Required tasks
**1.** According to the Neon Bear Woodworks profile, how old was Aubrey A when she started making neon signs?
**2.** List every line of the rows below that contains the string "bride". Case counts.

Given text
--- BEGIN ---

Good times and bright lights, that’s where our new Meet the Maker interviewee began carving her place in the art world. It’s kind of an unconventional form of art, and it seems to be just the way Aubrey A of Neon Bear Woodworks likes it. Let’s follow her as she lights the way through her journey into creativity.
When you first see Aubrey A, the last thing you think of to describe this petite maker is “bear.” Our aprons, which can fit just about any body type, received a little bit of help from this bear. “I had a good friend’s mom tailor my Hudson apron a bit for me,” she explains. “The one-size-fits-all fits just a little bit better and isn’t as long on this body that’s 5’1.”
When you also see her first works, you won’t have her pegged as a woodworker either. She started out at 20 years old, making neon signs out of glass tubes. “I can make that stick of glass light up in just about any color.”
Aubrey seems perfectly happy just following her passions and having her output define her. It’s a good thing, too, because it seems that like many creatives, she has ideas dancing around inside her head all the time. In 2019, she saw something that made her want to try her hand at something different.
“With regards to getting into the wood/resin craft, I saw a table or board on Instagram and thought that I wanted to give it a try,” she says.
Thankfully, as different as wood is from glass and resin may be from light, Aubrey’s tried-and-tested skills in sign making helped her with her new passion. “I’m combining what skills and materials I know or use in signs, combined with a graphic design degree, and incorporating them into my wood/resin pieces.”
I often find myself thinking, “I wonder if I can make one of those.”
Whether working with glass or wood, Aubrey likes to capture light. With her woodworking, the results are more whimsical looking. Does this whimsical inclination have anything to do with her memorable working name, Neon Bear?
“When my partner and I first got together, she noticed that I slept like a baby bear, apparently,” comes her amusing explanation. “Paws up or an arm covering my forehead when I’m sleeping. Since then, she’s called me ‘Bear.’ Also, it’s the California state animal, and we met only three weeks after she moved to California from Boston.”

--- END ---

Materials provided

--- BEGIN ---

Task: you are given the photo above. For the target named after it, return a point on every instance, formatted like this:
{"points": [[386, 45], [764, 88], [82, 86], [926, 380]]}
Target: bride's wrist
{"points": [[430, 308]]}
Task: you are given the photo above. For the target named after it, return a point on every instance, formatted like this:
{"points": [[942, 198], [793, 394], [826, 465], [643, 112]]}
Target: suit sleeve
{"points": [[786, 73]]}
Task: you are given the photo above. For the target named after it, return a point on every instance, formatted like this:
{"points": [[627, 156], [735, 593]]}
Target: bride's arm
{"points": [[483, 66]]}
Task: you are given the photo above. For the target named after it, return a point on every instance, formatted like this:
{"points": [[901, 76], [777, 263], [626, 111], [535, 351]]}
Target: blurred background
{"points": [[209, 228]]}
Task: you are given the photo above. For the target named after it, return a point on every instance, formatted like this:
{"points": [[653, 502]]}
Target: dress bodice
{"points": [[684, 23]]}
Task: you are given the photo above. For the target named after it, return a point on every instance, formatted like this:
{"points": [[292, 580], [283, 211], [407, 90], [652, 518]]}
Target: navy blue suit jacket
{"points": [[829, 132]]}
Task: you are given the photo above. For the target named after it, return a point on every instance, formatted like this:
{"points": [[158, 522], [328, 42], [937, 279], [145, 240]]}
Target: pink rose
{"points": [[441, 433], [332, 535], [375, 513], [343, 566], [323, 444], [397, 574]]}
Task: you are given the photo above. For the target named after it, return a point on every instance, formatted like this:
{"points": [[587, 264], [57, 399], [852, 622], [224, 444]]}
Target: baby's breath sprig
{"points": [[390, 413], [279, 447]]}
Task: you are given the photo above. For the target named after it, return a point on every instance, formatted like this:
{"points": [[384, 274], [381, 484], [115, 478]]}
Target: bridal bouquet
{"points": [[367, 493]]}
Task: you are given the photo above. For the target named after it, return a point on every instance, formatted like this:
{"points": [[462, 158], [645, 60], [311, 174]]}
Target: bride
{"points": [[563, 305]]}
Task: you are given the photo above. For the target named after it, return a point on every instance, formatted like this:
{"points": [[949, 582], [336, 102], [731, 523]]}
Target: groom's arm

--- END ---

Complete answers
**1.** She was 20 years old.

**2.**
Target: bride's wrist
Target: bride's arm
Target: bride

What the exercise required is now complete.